WORK TO BE COMPLETED – Copy the lines below word for word, leaving every character unchanged.

* * * * * * * * *

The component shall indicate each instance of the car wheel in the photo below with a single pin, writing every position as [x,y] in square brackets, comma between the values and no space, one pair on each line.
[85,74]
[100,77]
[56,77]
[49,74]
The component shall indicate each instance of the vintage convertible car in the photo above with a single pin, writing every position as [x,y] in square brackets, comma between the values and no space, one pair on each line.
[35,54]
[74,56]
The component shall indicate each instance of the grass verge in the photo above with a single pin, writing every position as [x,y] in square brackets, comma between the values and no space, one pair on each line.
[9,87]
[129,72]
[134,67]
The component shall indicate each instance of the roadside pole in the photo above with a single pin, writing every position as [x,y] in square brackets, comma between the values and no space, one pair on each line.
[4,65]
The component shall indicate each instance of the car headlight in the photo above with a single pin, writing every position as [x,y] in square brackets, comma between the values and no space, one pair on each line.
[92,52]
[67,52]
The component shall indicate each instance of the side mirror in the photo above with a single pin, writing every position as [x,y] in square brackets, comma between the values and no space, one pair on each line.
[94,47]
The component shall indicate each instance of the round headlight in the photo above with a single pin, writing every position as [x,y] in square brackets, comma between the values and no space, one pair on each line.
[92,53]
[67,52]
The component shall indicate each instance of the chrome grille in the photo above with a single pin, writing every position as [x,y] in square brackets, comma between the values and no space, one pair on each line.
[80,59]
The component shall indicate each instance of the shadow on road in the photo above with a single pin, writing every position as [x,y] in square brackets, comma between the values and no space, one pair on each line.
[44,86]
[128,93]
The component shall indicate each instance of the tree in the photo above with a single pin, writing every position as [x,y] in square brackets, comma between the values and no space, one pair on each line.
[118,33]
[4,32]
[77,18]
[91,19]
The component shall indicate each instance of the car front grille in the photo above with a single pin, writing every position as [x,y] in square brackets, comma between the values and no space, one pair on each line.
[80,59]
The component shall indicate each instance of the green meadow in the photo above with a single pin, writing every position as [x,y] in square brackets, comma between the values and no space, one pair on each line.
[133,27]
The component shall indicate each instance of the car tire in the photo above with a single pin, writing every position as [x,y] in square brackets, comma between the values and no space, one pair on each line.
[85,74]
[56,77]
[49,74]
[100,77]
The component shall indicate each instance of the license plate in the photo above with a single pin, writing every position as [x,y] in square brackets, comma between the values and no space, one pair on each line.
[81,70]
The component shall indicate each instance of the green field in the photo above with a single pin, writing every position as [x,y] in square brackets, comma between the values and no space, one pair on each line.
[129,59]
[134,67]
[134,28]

* * * * * * * * *

THE RESPONSE –
The component shall indicate each instance of the car wheel in the photo below with a single pin, writing every position as [x,y] in square brackets, comma between the values and no space, one pair on each line.
[85,74]
[100,77]
[56,77]
[49,74]
The component shall indicate each instance of the vintage convertible car in the photo above with a single pin, writing every position as [x,y] in square brackets, comma between the values and no space, one pair on each line.
[35,54]
[74,56]
The component shall indicate each instance of the grass verge in the photo above with a single pin, writing every position as [x,y] in square brackets, comma between the values and no space, one pair on each line.
[9,87]
[129,72]
[134,67]
The component shall indicate each instance of the roadside pole in the photo above with a single pin, writing every position as [x,y] in square brackets, comma between the values and no space, one pair on each line.
[4,65]
The component shall indicate each instance of the car headlight in the photo above with a single pin, writing every position as [x,y] in square brackets, comma between the values and no space, one pair on each line.
[92,52]
[67,52]
The component shall indicate each instance of the side mirror in the photo above with a single pin, writing every position as [x,y] in square brackets, comma between the values and no space, one pair on each line.
[94,47]
The component shall indicate each instance of the round headlight in the photo above with a single pin, writing every position as [x,y] in square brackets, comma between the values and no space, one pair on each line.
[92,53]
[67,52]
The component shall indicate each instance of the chrome grille in the photo above with a single pin, writing every position as [x,y] in square brackets, comma between the values and no space, one pair on each line.
[80,59]
The component shall indicate each instance of the shadow on road in the photo above with a single pin, writing every position as [x,y] in square brackets, comma between the values and no space, one pair on each line.
[44,86]
[128,93]
The component shall indicate each instance of the tree in the photo above with a single pin, writing every position as [x,y] in square brackets, comma between the values and no space, one pair on each line.
[118,33]
[4,32]
[77,18]
[91,19]
The component shall indicate each instance of the car front grille in the photo above with a single pin, writing every position as [x,y] in square brackets, comma between the values and no space, one pair on each line.
[80,59]
The component shall indicate each instance of the green meadow in the photo above with a single pin, writing every position as [x,y] in square brackets, comma between the values and no space, one pair on each line.
[133,27]
The component shall indicate each instance of the car tire in the photo above with a single pin, writing every position as [x,y] in square brackets, comma between the values and no space, one pair on each line.
[85,74]
[56,77]
[49,74]
[100,77]
The component shall indicate each instance of the license plate in the photo above with a single pin, writing every position as [x,y] in square brackets, comma between the values and no space, one pair on each line.
[81,70]
The component shall indicate each instance of the green field in the photo above with a single pin, writing every position as [x,y] in square brackets, comma between the values and no space, one pair on each line.
[129,59]
[134,67]
[134,28]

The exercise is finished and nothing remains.